##### DATA PROVIDED

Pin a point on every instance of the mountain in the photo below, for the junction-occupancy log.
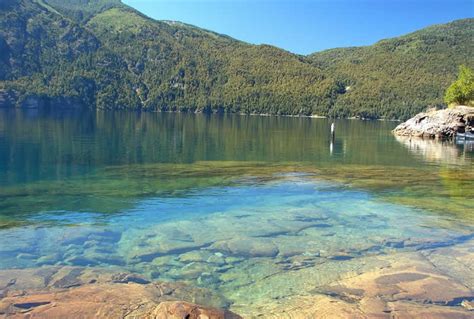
(104, 54)
(403, 75)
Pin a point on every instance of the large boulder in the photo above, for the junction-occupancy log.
(439, 123)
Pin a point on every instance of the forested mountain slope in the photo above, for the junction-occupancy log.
(101, 53)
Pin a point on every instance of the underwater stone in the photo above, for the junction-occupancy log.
(247, 247)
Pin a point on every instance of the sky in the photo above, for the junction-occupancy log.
(307, 26)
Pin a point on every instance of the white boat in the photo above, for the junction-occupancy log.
(467, 136)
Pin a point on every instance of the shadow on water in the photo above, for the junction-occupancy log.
(106, 162)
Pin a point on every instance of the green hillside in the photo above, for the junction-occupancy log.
(400, 76)
(101, 53)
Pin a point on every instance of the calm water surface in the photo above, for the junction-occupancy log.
(230, 203)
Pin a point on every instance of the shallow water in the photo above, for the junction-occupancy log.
(253, 208)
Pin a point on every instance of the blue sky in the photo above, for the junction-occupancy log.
(305, 26)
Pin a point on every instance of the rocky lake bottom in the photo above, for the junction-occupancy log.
(384, 236)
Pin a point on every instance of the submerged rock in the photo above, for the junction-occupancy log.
(441, 123)
(101, 295)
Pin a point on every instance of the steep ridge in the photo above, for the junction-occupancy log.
(104, 54)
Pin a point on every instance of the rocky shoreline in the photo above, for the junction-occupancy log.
(417, 284)
(444, 123)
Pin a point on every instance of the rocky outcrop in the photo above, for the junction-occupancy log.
(439, 123)
(82, 293)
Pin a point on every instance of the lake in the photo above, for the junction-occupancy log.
(257, 210)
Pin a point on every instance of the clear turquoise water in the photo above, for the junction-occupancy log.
(235, 204)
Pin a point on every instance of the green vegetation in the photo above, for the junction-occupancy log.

##########

The expected output is the lines from the one with "Pin a point on every instance of the rocky shoreline" through the end of the data, exactly as written and nothing more.

(SOLUTION TO THIS TASK)
Pin a point on every instance of the rocky shoreline in the photo above, for the junction-occupancy log.
(417, 284)
(444, 123)
Pin a point on every instance of the rocky outcrop in the photo above, for the junction-occupancy log.
(439, 123)
(82, 293)
Pin a point on every instance of the lake in the photo above, for the junction-occupancy log.
(257, 210)
Pin a point on every instance of the clear turquoise water in the photo above, for the junction-occupancy log.
(235, 204)
Pin a point on every instance of the green vegetation in the photo above, for the junction-occupancy log.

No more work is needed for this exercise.